__EXERCISE INSTRUCTIONS__.
Turn the part of the entries below that opens with the line containing "the black t-shirt" and closes with the line containing "x=429, y=677" into a numbered list, leaving out any blank lines.

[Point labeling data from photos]
▼▼▼
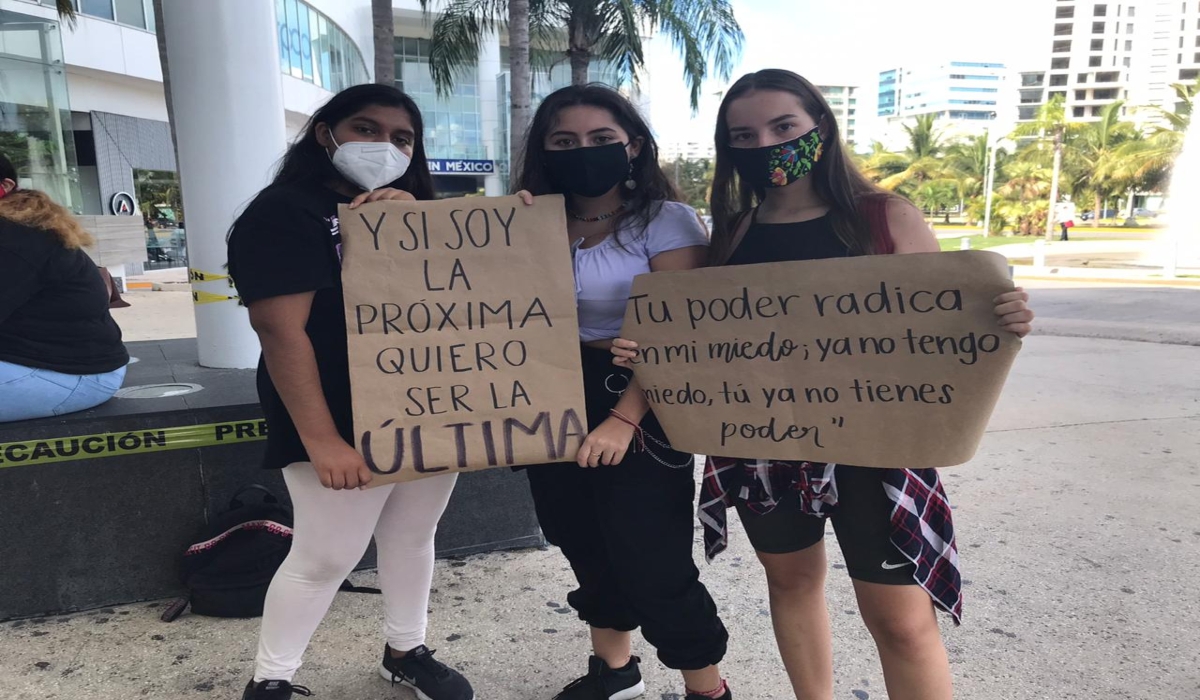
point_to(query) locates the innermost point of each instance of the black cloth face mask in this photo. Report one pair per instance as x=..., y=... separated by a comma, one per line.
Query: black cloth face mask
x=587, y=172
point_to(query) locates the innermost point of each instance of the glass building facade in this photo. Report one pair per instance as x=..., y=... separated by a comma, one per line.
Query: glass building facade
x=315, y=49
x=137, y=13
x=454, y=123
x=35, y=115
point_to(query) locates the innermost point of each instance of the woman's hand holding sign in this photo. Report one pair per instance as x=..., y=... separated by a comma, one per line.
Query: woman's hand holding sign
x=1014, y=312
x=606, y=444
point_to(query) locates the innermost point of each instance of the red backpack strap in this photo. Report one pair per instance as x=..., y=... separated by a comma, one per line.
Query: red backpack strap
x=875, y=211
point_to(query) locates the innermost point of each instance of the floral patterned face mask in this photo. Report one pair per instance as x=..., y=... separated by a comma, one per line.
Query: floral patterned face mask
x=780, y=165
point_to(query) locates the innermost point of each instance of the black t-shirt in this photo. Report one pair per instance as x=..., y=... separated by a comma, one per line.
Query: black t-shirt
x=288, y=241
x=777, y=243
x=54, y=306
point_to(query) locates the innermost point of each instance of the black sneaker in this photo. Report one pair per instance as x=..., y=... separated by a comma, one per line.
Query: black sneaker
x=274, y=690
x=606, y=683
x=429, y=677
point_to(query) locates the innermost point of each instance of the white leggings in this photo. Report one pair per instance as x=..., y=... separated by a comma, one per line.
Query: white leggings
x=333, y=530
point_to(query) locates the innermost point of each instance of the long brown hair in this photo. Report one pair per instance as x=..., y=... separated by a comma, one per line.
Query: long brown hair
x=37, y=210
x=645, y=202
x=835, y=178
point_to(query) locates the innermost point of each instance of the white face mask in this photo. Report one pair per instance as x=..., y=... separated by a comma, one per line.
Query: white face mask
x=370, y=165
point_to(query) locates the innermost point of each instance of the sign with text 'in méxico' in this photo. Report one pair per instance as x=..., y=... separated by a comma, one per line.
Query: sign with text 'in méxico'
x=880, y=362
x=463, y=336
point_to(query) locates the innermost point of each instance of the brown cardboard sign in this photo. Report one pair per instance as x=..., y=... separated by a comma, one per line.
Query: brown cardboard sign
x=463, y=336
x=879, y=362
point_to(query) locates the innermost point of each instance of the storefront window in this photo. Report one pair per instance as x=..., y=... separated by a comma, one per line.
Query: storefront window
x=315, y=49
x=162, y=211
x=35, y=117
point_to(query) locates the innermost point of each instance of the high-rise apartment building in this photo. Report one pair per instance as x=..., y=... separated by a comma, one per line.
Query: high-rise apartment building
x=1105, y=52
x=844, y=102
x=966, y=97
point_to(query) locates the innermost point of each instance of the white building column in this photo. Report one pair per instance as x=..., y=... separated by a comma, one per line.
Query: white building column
▲▲▲
__RESULT__.
1. point_to(query) locates the innermost point of each instance of the black t-shirt in this photo. Report one pair per instance as x=..., y=... separated by a comma, one per line.
2. Query: black t-shirt
3. x=288, y=241
4. x=777, y=243
5. x=54, y=306
6. point_to(query) locates the innermost point of each instance of the black sneaker in this photo. Report one pair per instance as x=..., y=... separated by a comma, one per line.
7. Query: black sneaker
8. x=274, y=690
9. x=606, y=683
10. x=429, y=677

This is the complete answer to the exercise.